**CONSIGNA DEL EJERCICIO:** Prosigue la columna dirigida al presidente a partir de su última oración.

**FRAGMENTO SELECCIONADO:**
__________________________________________________
La expresión

domingo, 18 de agosto de 2019 · 10:00

Escribe Sergio Vaudagnotto
De nuestra Redacción

Debe ser difícil, señor presidente, tomar decisiones con Jaime diciéndole por un oído una cosa, mientras Marcos le susurra por el otro lo contrario; aunque los dos, de frente, le mienten parejo acerca de que se gana el domingo, que siempre se gana. Y después se le nota en la cara, cuando sale por la tele, derrotado, pero lanzado a fuerza de coaching, de ensayar ante el espejo, a comenzar de nuevo: pesada herencia, segundo semestre, lluvia de inversiones, brotes verdes, pasaron cosas, tormenta, no se inunda más, no se inunda más, carajo... Y vuelta a empezar: pesada herencia, etcétera...

Digo yo, pregunto, ¿cuánto hace que no se encierra con Juliana a ver una de aquellas películas que marcaron épocas; una de Fellini, una de Scola o “El secreto...” de Campanella, sin ir tan lejos? ¿Cuánto hace que no lee un libro placentero; un Yourcenar, un García Márquez... algo alejado de la coyuntura, las cifras, el círculo rojo, Marcos, Jaime, todos y todas?

Vea, señor presidente, el arte, la cultura, le siembran semillas a uno; hacen que a uno le florezcan ideas, inclusive. No me atrevo a spoilearle una peli que a lo mejor algún día no muy lejano, quién le dice, tiene tiempo sobrado para ver. Pero me voy a permitir abreviarle un cuento ya de por sí breve, que don Mario Benedetti escribió allá por 1950, allá por Montevideo, al que estimo que no llegará nunca, porque seguro que se queda en Punta del Este a despachar otros asuntos.
__________________________________________________
**MATERIAL DISPONIBLE:**
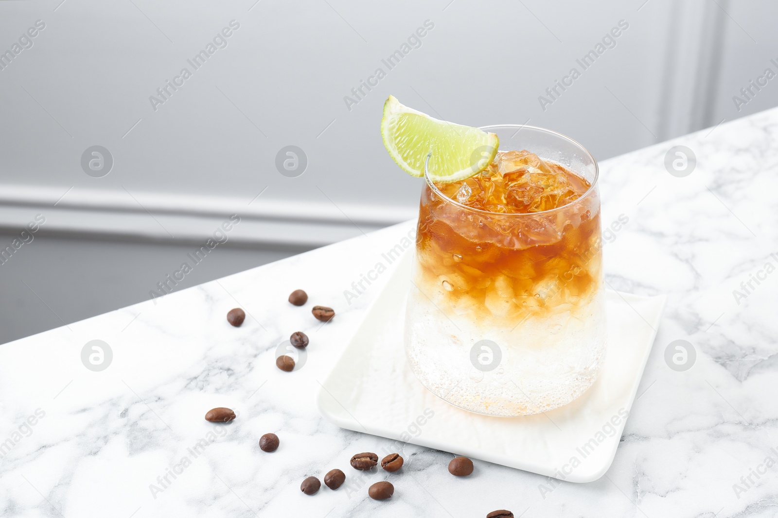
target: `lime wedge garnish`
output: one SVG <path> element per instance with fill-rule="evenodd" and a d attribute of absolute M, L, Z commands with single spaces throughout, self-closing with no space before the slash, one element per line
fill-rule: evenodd
<path fill-rule="evenodd" d="M 381 136 L 389 155 L 406 172 L 435 182 L 457 182 L 485 169 L 497 154 L 499 139 L 477 127 L 433 119 L 404 106 L 394 96 L 384 104 Z"/>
__________________________________________________
**RESPUESTA ESPERADA:**
La pequeña historia trata sobre un niño, Milton Estomba, quien a los 7 años ya asombraba a propios y extraños tocando la Sonata Número 3 op. 5 de Brahams. A los 11, el unánime aplauso de la crítica y el público acompañó su serie de conciertos por todo el mundo.

No vaya a creer que comparo Estomba, auténtico prodigio,  con usted. A lo que voy, es a algo que le pasó unos años después -siempre según Benedetti-, cuando pudo notarse en él una evidente transformación. Había comenzado a preocuparse desmesuradamente por el gesto ampuloso, por la afectación del rostro y otros tantos efectos. El llamaba a todo eso su “expresión”. Poco a poco, Milton se fue especializando en “expresiones”. Tenía una para tocar La Patética, otra para Las niñas del jardín, otra para La Polonesa y así.

Antes de cada concierto ensayaba ante el espejo, pero el público, frenéticamente adicto, tomaba esas “expresiones” por espontáneas y las acogía con ruidosos aplausos y bravos (a la manera de  “sí, se puede”).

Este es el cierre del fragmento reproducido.